Recorded data:
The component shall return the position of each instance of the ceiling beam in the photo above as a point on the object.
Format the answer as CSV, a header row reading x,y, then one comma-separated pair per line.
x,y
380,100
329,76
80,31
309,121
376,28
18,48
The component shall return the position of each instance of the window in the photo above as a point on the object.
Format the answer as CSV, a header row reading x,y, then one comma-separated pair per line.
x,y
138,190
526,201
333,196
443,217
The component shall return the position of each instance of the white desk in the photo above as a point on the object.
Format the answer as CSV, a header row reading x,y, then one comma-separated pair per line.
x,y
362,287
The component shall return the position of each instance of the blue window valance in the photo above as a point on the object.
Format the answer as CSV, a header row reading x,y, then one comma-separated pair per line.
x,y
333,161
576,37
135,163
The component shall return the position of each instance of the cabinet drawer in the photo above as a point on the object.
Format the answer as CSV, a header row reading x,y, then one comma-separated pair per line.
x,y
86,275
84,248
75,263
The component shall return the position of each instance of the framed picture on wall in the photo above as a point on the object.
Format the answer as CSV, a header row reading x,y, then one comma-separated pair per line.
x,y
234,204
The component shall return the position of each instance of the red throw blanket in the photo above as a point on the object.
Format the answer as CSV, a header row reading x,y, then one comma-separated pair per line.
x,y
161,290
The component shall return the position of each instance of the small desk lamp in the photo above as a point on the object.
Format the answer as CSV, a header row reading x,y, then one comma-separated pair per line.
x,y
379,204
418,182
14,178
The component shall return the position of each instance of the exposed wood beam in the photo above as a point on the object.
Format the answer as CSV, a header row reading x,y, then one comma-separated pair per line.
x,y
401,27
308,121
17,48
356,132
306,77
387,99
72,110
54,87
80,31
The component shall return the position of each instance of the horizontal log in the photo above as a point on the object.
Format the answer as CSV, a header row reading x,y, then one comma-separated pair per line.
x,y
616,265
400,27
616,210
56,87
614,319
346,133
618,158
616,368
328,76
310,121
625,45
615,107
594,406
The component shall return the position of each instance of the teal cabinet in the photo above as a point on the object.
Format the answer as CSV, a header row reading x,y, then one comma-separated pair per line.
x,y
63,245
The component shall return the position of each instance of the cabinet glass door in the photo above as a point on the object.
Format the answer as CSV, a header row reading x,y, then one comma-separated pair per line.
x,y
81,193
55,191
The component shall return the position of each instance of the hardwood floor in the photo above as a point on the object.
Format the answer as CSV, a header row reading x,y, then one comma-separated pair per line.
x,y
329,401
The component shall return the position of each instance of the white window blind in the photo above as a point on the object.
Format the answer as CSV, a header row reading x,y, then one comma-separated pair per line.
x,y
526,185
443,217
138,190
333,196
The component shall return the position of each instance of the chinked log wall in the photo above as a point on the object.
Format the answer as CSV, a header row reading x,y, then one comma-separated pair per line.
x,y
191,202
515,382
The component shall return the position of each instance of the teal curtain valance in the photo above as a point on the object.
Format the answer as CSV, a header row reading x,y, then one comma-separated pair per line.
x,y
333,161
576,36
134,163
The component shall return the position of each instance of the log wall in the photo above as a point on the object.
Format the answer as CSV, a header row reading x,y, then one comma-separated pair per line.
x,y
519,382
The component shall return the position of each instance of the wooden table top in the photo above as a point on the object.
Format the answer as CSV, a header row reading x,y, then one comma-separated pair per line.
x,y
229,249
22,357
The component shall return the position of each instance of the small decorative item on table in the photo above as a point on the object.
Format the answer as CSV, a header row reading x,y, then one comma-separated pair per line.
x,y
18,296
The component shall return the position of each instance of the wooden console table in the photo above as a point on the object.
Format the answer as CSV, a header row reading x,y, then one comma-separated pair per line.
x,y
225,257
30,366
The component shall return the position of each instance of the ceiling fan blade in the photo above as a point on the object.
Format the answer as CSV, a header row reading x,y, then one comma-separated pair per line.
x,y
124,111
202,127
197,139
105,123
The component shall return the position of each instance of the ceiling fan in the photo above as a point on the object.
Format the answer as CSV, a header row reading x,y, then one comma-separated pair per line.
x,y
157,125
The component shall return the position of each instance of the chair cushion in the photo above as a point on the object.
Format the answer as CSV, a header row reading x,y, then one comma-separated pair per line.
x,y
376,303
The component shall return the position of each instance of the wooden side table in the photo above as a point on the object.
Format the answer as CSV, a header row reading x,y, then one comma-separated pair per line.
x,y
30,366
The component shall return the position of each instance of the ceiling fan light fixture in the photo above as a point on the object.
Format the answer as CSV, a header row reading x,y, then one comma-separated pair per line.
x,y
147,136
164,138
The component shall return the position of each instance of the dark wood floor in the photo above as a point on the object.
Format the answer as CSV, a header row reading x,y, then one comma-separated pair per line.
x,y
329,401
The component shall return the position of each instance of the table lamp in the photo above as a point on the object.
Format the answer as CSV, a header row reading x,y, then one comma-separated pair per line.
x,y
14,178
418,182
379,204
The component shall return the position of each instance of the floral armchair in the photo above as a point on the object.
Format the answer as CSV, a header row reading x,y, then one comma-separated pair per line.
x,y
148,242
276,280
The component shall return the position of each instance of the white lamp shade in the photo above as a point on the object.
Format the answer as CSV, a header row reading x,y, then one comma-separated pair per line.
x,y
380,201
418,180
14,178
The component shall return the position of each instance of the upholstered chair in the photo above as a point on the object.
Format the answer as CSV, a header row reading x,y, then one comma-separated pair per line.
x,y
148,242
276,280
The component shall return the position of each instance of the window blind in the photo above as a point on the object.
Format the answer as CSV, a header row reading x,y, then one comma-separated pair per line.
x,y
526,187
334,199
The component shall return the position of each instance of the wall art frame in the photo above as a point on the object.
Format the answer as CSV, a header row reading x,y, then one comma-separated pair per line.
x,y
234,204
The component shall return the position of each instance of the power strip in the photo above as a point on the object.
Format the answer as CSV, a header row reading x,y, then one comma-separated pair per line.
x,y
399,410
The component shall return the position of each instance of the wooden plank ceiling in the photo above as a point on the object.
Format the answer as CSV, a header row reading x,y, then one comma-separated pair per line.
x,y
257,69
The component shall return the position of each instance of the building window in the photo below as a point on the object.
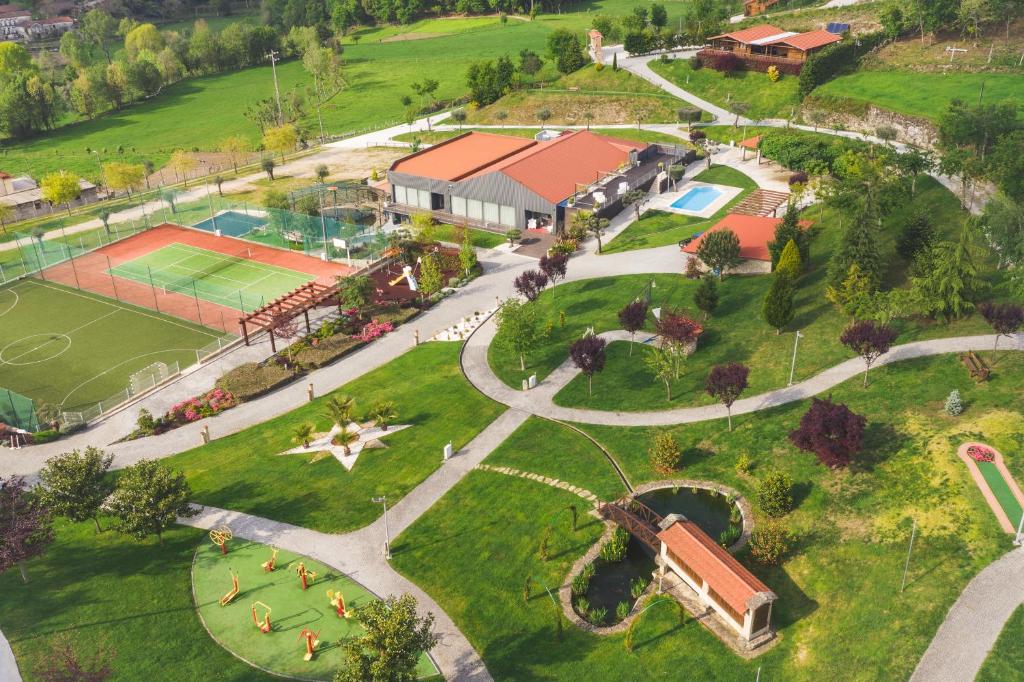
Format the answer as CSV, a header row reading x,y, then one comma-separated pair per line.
x,y
459,205
508,216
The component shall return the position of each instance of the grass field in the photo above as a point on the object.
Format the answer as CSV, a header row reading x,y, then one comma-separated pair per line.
x,y
932,92
851,531
764,98
72,348
236,281
246,471
662,228
292,609
1006,662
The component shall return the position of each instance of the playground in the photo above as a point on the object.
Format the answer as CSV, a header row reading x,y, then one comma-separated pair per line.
x,y
269,607
74,348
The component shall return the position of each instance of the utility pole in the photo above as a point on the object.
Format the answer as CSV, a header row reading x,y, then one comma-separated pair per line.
x,y
276,90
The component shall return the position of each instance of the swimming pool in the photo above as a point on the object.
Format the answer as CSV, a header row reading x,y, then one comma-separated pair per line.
x,y
697,199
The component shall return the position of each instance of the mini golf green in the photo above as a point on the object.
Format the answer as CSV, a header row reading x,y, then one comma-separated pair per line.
x,y
280,651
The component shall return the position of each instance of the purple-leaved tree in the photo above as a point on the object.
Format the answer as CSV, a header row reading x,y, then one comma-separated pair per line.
x,y
632,318
726,383
530,284
1005,318
869,340
829,430
588,355
25,525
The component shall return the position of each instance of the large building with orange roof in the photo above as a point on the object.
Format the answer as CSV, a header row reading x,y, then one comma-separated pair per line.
x,y
501,182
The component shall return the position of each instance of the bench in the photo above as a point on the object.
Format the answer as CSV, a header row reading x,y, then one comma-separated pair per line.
x,y
975,366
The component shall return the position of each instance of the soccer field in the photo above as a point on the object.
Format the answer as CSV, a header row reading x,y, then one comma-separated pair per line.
x,y
230,280
73,349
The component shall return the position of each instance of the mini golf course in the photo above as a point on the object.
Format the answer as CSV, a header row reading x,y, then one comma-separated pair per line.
x,y
282,649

What you need to do:
Repeat word for word the lines running from the line containing "of the purple-leaved" to the end of the entries above, inclusive.

The solution:
The component shall return the position of each instance of the purple-leaved tree in the photo above as a point on the object.
Format the answer as CSV, a header row reading x,y, then one comma-separated pair per line.
x,y
632,318
726,383
530,284
1005,318
869,340
829,430
588,355
25,525
The component shall return the position of each instance of the large building with orange roof in the photo above as a point on the object.
Format the answer as CSV, a header row reading x,y, then one comma-separated pair per line.
x,y
501,182
The component shall return the position of each instance of the bench in the photo above as a point on the object.
Format the answer as CSV, a header row reading x,y, then one comma-separated pair per line.
x,y
975,366
The component shall return the position of each instance of the soccer field in the photo above as a point on the object.
Format the answer as CSV, a header row reading x,y, then one comma-separated pair per line.
x,y
230,280
73,349
The component shall return the position of each instance of the mini golf course in the photo above as a point on the object.
Format the answer as CSV, a header row reading x,y, then one comma-separated pair per line.
x,y
282,649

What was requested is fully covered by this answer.